13.3 Rights of assignee Any assignee, transferee or sub-participant of
the Bank shall (unless limited by the express terms of the
assignment, transfer or sub-participation) take the full benefit
of every provision of the Security Documents benefiting the Bank.
14 Payments, Mandatory Prepayment, Reserve Requirements and Illegality
14.1 Payments All amounts payable by the Borrower under or pursuant to
any of the Security Documents shall be paid to such accounts at
such banks as the Bank may from time to time direct to the
Borrower, and (unless payable in any other Currency of Account)
shall be paid in Dollars in same day funds (or such funds as are
required by the authorities in the United States of America for
settlement of international payments for immediate value).
Payments shall be deemed to have been received by the Bank on the
date on which the Bank receives authenticated advice of receipt,
unless that advice is received by the Bank on a day other than a
Business Day or at a time of day (whether on a Business Day or
not) when the Bank in its discretion considers that it is
impossible or impracticable for the Bank to utilise the amount
received for value that same day, in which event the payment in
question shall be deemed to have been received by the Bank on the
Business Day next following the date of receipt of advice by the
Bank.
14.2 No deductions or withholdings All payments (whether of principal
or interest or otherwise) to be made by the Borrower pursuant to
the Security Documents shall, subject only to Clause 14.3, be made
free and clear of and without deduction for or on account of any
Taxes or other deductions, withholdings, restrictions, conditions
or counterclaims of any nature.

Records of labeled points
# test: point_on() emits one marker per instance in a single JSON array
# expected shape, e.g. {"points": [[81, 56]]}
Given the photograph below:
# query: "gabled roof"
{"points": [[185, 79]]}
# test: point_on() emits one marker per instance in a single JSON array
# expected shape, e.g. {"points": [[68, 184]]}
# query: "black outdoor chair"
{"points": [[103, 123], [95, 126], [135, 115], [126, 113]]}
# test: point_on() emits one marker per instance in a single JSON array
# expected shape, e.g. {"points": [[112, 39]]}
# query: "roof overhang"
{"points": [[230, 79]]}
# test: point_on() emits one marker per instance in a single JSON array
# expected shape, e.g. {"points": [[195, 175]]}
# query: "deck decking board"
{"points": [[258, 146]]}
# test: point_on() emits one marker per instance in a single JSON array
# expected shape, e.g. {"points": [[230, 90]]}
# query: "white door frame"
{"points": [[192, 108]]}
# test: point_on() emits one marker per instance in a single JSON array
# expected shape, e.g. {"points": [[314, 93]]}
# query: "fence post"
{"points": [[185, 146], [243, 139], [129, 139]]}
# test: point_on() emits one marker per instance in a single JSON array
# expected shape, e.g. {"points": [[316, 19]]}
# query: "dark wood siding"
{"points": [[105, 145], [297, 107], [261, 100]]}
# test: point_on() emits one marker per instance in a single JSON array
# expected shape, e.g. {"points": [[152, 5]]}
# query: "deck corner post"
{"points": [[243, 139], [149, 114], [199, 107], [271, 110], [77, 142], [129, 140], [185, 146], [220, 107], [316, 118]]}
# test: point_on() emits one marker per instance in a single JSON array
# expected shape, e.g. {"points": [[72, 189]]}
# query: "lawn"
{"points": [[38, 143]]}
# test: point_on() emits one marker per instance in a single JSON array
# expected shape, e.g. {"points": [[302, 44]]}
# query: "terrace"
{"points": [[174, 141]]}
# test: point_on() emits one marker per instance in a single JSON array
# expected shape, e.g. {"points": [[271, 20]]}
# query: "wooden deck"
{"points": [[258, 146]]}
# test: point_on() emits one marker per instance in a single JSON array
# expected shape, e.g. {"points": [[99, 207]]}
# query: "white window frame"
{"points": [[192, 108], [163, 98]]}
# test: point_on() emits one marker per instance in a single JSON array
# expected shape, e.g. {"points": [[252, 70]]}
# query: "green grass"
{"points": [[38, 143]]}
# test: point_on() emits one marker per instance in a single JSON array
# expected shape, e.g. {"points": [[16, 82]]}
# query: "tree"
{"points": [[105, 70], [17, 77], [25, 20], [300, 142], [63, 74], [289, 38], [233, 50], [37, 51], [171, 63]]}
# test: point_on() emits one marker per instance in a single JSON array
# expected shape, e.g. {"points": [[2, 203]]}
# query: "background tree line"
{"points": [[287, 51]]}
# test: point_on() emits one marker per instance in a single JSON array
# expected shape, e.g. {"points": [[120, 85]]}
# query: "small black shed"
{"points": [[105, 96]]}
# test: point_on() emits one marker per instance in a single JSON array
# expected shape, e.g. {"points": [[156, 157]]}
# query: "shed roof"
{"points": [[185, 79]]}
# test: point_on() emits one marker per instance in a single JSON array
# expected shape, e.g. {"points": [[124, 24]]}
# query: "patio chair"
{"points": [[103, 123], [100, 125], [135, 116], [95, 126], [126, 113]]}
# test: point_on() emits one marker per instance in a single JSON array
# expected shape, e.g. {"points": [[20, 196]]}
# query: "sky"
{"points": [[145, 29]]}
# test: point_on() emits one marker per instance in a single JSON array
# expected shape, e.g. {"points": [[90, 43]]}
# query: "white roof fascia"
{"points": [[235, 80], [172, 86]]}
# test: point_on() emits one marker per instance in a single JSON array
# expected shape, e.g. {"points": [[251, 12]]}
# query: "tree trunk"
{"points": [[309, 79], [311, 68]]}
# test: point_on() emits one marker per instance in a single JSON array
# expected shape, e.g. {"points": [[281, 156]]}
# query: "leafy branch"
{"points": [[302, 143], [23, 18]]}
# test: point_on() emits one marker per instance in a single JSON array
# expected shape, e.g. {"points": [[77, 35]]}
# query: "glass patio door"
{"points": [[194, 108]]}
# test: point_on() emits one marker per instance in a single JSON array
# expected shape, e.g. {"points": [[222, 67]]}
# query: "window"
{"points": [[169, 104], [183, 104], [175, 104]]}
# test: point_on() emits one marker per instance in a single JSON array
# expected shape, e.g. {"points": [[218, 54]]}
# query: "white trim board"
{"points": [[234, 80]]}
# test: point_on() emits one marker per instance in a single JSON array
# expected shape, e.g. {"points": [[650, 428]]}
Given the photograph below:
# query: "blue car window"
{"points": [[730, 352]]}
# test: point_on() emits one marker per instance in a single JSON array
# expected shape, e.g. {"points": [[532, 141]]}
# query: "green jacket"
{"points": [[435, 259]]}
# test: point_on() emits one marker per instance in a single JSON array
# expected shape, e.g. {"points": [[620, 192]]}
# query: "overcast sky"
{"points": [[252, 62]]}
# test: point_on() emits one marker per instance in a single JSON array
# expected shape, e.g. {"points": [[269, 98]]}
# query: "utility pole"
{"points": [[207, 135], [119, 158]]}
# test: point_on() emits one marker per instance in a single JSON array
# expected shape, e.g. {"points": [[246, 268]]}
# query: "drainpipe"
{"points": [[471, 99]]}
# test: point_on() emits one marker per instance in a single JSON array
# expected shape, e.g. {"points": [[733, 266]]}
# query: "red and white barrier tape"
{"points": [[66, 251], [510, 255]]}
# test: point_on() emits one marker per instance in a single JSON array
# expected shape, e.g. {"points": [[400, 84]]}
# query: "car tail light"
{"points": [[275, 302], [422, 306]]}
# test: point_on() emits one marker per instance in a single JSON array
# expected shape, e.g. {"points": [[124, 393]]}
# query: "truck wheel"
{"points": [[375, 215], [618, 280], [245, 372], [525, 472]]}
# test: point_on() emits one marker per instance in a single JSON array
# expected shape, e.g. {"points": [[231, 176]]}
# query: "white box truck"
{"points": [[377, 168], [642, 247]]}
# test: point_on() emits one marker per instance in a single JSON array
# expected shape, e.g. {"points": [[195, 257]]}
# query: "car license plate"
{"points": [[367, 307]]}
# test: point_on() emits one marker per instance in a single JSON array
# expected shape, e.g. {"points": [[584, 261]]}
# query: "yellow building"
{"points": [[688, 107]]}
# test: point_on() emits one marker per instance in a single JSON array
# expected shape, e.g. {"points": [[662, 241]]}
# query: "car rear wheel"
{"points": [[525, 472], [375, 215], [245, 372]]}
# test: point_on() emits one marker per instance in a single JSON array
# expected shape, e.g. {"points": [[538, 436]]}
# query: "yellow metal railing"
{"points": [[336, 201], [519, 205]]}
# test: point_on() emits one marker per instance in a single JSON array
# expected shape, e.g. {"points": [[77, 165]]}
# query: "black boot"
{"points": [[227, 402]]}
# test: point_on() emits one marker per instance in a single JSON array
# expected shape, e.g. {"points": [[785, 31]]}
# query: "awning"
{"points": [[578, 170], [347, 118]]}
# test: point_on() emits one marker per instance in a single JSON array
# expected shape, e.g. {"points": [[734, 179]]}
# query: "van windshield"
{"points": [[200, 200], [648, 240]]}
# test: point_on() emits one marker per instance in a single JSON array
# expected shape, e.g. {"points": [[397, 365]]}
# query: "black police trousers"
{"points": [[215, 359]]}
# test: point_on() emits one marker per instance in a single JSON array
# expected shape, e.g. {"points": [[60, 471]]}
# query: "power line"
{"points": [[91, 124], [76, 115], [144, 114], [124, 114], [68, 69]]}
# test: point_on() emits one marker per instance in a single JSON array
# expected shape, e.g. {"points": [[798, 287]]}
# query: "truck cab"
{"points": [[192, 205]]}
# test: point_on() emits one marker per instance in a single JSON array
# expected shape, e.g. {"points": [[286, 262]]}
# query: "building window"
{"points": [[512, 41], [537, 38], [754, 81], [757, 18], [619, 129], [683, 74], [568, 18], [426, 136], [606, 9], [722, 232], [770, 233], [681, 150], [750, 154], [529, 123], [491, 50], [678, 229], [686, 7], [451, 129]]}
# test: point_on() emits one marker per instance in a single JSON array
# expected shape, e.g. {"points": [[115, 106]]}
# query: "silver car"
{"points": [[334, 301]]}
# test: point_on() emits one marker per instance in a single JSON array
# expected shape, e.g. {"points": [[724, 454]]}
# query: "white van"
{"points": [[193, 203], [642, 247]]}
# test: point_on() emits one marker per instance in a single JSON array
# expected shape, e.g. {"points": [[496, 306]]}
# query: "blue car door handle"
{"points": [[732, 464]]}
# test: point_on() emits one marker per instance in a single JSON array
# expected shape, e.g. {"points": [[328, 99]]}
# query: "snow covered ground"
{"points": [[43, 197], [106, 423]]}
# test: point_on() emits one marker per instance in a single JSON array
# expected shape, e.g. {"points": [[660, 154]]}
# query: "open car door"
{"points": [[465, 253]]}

[COMPLETE THE FOLLOWING]
**a)** Repeat the loan agreement clauses from "shall be paid in" to "for immediate value).".
**b)** According to the loan agreement clauses, when is a payment deemed received if the Bank gets the advice of receipt on a day other than a Business Day?

[SOLUTIONS TO THE EXERCISE]
**a)**
shall be paid in Dollars in same day funds (or such funds as are
required by the authorities in the United States of America for
settlement of international payments for immediate value).

**b)** On the Business Day next following the date of receipt of advice by the Bank.